М. Д. Понятно, понятно.

Д. Ч. А то я тут такое несу… Извините меня, пожалуйста. Знаете, я люблю интервью с ремарками. Например: «Лукаво подмигивает»… А вот у Додина хорошо бы было взять интервью для глянцевого журнала и спрашивать его не о сущности театра, а о любимом рецепте яблочного пирога или о том, какой кофе он пьет по утрам… (Смеется.)

М. Д. Каждая эпоха обладает своим вкусом, запахом, художники входят в ее неповторимый материальный мир…

Д. Ч. Сейчас вы спросите меня про трехрожковую люстру в «Сусанине»?

М. Д. Нет, я не про люстру, я про принципы. Например, фактура конца ХVIII века — это совсем не то, что фактура 1820-х годов. Другое дыхание. И мода 1812 года отличается от моды 1915-го так же, как отличаются жизнь людей, их психология, воздух времени… Вы переносите «Аиду» или «Сусанина» в современность. Каковы ваши внутренние мотивации? Отчего вы это делаете? Зачем? С какой целью? И на что рас?считываете?

Д. Ч. Ну, Мариво тоже перенесен…

М.   Д. Мариво идет в абстрактном пространстве, в нем вообще не угадывается земля, почва, отсут?ствует какая-либо география кроме географии человеческих чувств. Но у вас общий принцип — смещение ?хронотопа.

= Записи набора данных =
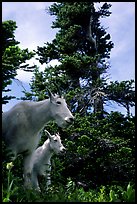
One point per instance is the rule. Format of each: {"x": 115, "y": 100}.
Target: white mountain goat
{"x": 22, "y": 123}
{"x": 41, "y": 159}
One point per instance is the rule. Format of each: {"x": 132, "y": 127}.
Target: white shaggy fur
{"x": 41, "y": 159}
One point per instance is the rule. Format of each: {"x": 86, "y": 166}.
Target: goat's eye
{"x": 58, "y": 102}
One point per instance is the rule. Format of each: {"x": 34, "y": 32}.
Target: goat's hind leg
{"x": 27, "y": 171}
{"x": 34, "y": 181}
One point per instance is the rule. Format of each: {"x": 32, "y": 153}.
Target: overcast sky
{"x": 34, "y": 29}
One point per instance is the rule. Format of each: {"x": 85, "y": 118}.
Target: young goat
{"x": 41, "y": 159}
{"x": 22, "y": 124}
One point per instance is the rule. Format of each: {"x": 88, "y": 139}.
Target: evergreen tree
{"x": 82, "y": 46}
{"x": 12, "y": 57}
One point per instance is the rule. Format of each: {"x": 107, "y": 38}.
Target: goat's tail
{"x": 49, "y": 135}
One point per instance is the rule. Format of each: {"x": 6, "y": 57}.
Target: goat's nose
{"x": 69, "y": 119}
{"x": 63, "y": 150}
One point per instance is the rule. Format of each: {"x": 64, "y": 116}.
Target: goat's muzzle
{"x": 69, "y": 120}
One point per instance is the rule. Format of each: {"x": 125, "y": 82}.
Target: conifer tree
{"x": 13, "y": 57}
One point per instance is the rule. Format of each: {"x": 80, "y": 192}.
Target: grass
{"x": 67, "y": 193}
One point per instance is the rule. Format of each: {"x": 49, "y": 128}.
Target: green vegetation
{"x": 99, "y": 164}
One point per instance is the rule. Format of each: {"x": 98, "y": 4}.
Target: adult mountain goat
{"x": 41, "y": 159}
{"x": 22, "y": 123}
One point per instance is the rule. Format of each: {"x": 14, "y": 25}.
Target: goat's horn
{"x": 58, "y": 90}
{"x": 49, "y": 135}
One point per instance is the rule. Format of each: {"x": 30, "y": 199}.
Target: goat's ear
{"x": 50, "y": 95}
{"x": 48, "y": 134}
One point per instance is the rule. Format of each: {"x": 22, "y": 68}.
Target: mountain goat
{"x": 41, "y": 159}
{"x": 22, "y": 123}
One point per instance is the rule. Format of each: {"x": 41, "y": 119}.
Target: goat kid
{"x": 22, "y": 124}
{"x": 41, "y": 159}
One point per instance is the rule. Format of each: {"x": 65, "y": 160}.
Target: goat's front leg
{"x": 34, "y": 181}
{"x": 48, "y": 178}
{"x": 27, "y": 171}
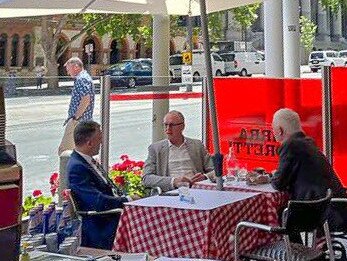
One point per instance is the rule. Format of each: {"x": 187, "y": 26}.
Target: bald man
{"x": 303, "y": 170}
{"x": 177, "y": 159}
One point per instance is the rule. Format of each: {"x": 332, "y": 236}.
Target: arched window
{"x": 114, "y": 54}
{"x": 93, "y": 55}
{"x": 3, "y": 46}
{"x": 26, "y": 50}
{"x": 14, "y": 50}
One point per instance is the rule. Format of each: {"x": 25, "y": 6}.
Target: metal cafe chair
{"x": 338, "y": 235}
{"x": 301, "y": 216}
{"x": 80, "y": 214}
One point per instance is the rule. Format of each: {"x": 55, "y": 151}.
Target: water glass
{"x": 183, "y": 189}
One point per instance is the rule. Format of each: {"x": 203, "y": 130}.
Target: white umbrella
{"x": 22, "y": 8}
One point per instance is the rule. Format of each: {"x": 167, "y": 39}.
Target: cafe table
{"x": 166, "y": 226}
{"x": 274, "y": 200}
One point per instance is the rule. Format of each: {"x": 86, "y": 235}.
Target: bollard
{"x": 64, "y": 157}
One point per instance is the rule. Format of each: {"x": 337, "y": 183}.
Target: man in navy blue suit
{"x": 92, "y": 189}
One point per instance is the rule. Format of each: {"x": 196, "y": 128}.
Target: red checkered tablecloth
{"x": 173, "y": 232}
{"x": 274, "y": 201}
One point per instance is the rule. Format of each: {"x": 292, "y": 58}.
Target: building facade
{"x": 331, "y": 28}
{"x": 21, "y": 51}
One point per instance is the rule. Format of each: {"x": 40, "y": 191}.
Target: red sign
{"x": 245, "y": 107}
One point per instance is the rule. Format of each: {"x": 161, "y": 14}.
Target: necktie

= Задания =
1/ Согласуются ли с фрагментом интервью утверждения (а), (б), (в)? Для каждого ответьте «да» или «нет» и дословно приведите решающие слова текста.
(а) Д. Ч. говорит, что любит интервью с ремарками.
(б) М. Д. хочет спросить Д. Ч. о трехрожковой люстре в «Сусанине».
(в) По словам М. Д., мода 1812 года ничем не отличается от моды 1915-го.
2/ Перепишите слово в слово часть фрагмента интервью, начиная со слов «М. Д. Каждая эпоха обладает» и продолжая вплоть до слов «принцип — смещение ?хронотопа.».
Для ответов опирайтесь только на фрагмент интервью.

= Ответы =
1/
(а) Да: «Знаете, я люблю интервью с ремарками».
(б) Нет: «Нет, я не про люстру, я про принципы».
(в) Нет: «мода 1812 года отличается от моды 1915-го».

2/
М. Д. Каждая эпоха обладает своим вкусом, запахом, художники входят в ее неповторимый материальный мир…

Д. Ч. Сейчас вы спросите меня про трехрожковую люстру в «Сусанине»?

М. Д. Нет, я не про люстру, я про принципы. Например, фактура конца ХVIII века — это совсем не то, что фактура 1820-х годов. Другое дыхание. И мода 1812 года отличается от моды 1915-го так же, как отличаются жизнь людей, их психология, воздух времени… Вы переносите «Аиду» или «Сусанина» в современность. Каковы ваши внутренние мотивации? Отчего вы это делаете? Зачем? С какой целью? И на что рас?считываете?

Д. Ч. Ну, Мариво тоже перенесен…

М.   Д. Мариво идет в абстрактном пространстве, в нем вообще не угадывается земля, почва, отсут?ствует какая-либо география кроме географии человеческих чувств. Но у вас общий принцип — смещение ?хронотопа.